Stated problem:
Report only the number of lines in the items below that contain the word "glass".

** start of Supplied data **

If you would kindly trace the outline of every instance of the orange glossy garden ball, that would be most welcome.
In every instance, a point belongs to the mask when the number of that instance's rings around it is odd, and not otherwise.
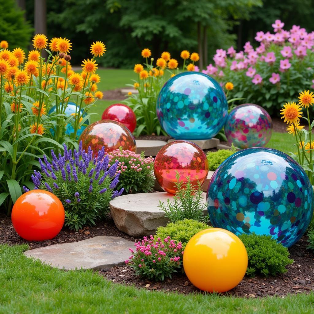
[[[190,281],[199,289],[223,292],[242,280],[247,268],[247,253],[235,235],[219,228],[206,229],[187,243],[183,266]]]
[[[28,241],[54,238],[64,223],[64,209],[54,194],[32,190],[17,200],[11,214],[12,224],[20,236]]]

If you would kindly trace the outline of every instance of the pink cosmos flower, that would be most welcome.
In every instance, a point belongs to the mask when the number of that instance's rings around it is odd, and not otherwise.
[[[247,71],[246,71],[245,74],[247,76],[248,76],[250,78],[252,78],[256,72],[256,70],[254,68],[250,67],[247,69]]]
[[[269,78],[269,82],[273,84],[276,84],[280,81],[280,76],[279,74],[273,73],[272,73],[272,77]]]
[[[259,47],[258,47],[256,50],[257,53],[263,53],[265,51],[265,45],[263,43],[261,43]]]
[[[268,52],[266,57],[265,57],[265,62],[267,63],[273,63],[276,61],[276,57],[274,52],[272,51]]]
[[[252,83],[254,83],[256,85],[258,84],[260,84],[262,83],[263,79],[259,74],[256,74],[254,76],[254,78],[252,80]]]
[[[257,41],[261,41],[264,38],[265,34],[264,33],[264,32],[257,32],[256,33],[256,36],[255,37],[255,40]]]
[[[298,57],[303,57],[306,55],[306,47],[305,46],[298,46],[294,52]]]
[[[280,51],[280,53],[283,57],[286,58],[291,58],[293,55],[291,52],[292,50],[290,46],[284,46],[282,50]]]
[[[276,20],[275,23],[272,24],[272,26],[274,28],[274,31],[278,32],[284,26],[284,23],[282,22],[280,20]]]
[[[291,63],[289,62],[288,59],[284,59],[280,60],[280,68],[285,70],[289,69],[291,66]]]
[[[247,41],[243,47],[244,48],[244,52],[248,53],[253,49],[253,47],[249,41]]]
[[[236,55],[236,51],[233,46],[231,46],[230,47],[228,48],[227,51],[227,54],[229,55],[231,58],[233,58]]]
[[[269,32],[267,32],[265,34],[265,39],[268,42],[272,41],[273,40],[274,35],[273,34],[271,34]]]

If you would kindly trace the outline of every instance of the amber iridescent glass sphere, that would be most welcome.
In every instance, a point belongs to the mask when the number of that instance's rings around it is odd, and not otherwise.
[[[136,127],[136,117],[129,107],[123,104],[114,104],[105,110],[101,119],[113,120],[125,125],[133,133]]]
[[[15,231],[25,240],[49,240],[56,236],[63,226],[64,209],[54,194],[32,190],[17,200],[11,219]]]
[[[189,176],[195,186],[203,184],[208,174],[208,162],[203,150],[187,141],[174,141],[165,145],[158,152],[154,163],[154,172],[157,182],[166,192],[174,194],[177,172],[179,181],[187,181]]]
[[[101,120],[89,125],[80,137],[83,149],[87,151],[90,146],[97,157],[98,151],[105,147],[106,152],[118,149],[136,151],[135,140],[131,131],[123,124],[112,120]]]

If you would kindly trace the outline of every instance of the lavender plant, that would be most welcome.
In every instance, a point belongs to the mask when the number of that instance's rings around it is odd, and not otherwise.
[[[49,191],[60,199],[65,211],[65,226],[77,231],[105,218],[109,201],[121,195],[123,189],[115,190],[119,182],[119,161],[108,168],[104,147],[94,158],[90,147],[87,153],[82,149],[82,141],[78,151],[74,149],[73,155],[65,144],[63,146],[63,156],[59,153],[58,158],[51,150],[51,163],[46,155],[43,162],[40,158],[41,172],[34,171],[31,178],[35,189]]]

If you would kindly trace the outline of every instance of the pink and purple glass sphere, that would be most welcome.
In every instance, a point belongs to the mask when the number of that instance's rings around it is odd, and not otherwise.
[[[272,131],[270,116],[254,104],[244,104],[232,109],[225,125],[229,143],[242,149],[264,146],[270,139]]]

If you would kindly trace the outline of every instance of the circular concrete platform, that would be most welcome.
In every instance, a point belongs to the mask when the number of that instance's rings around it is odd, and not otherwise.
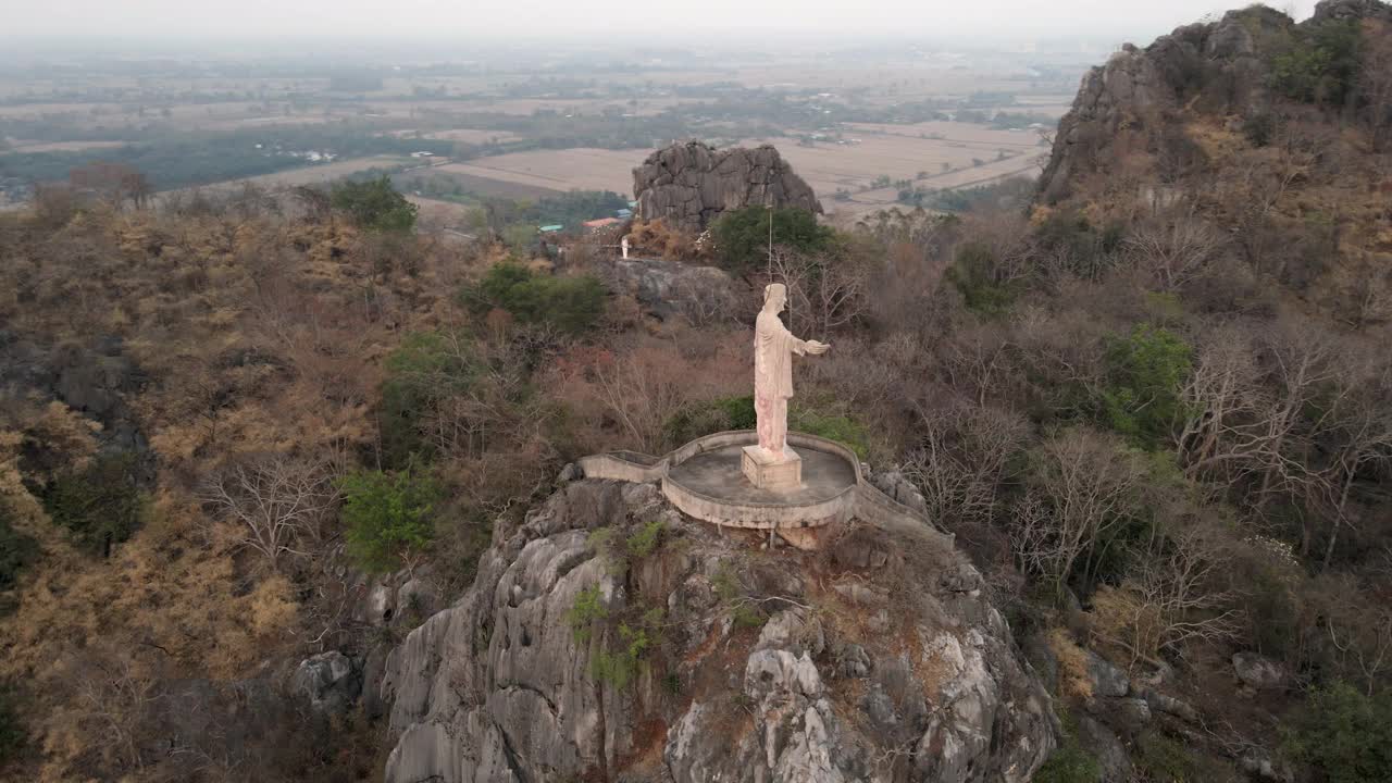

** end of Supplied data **

Response to the exercise:
2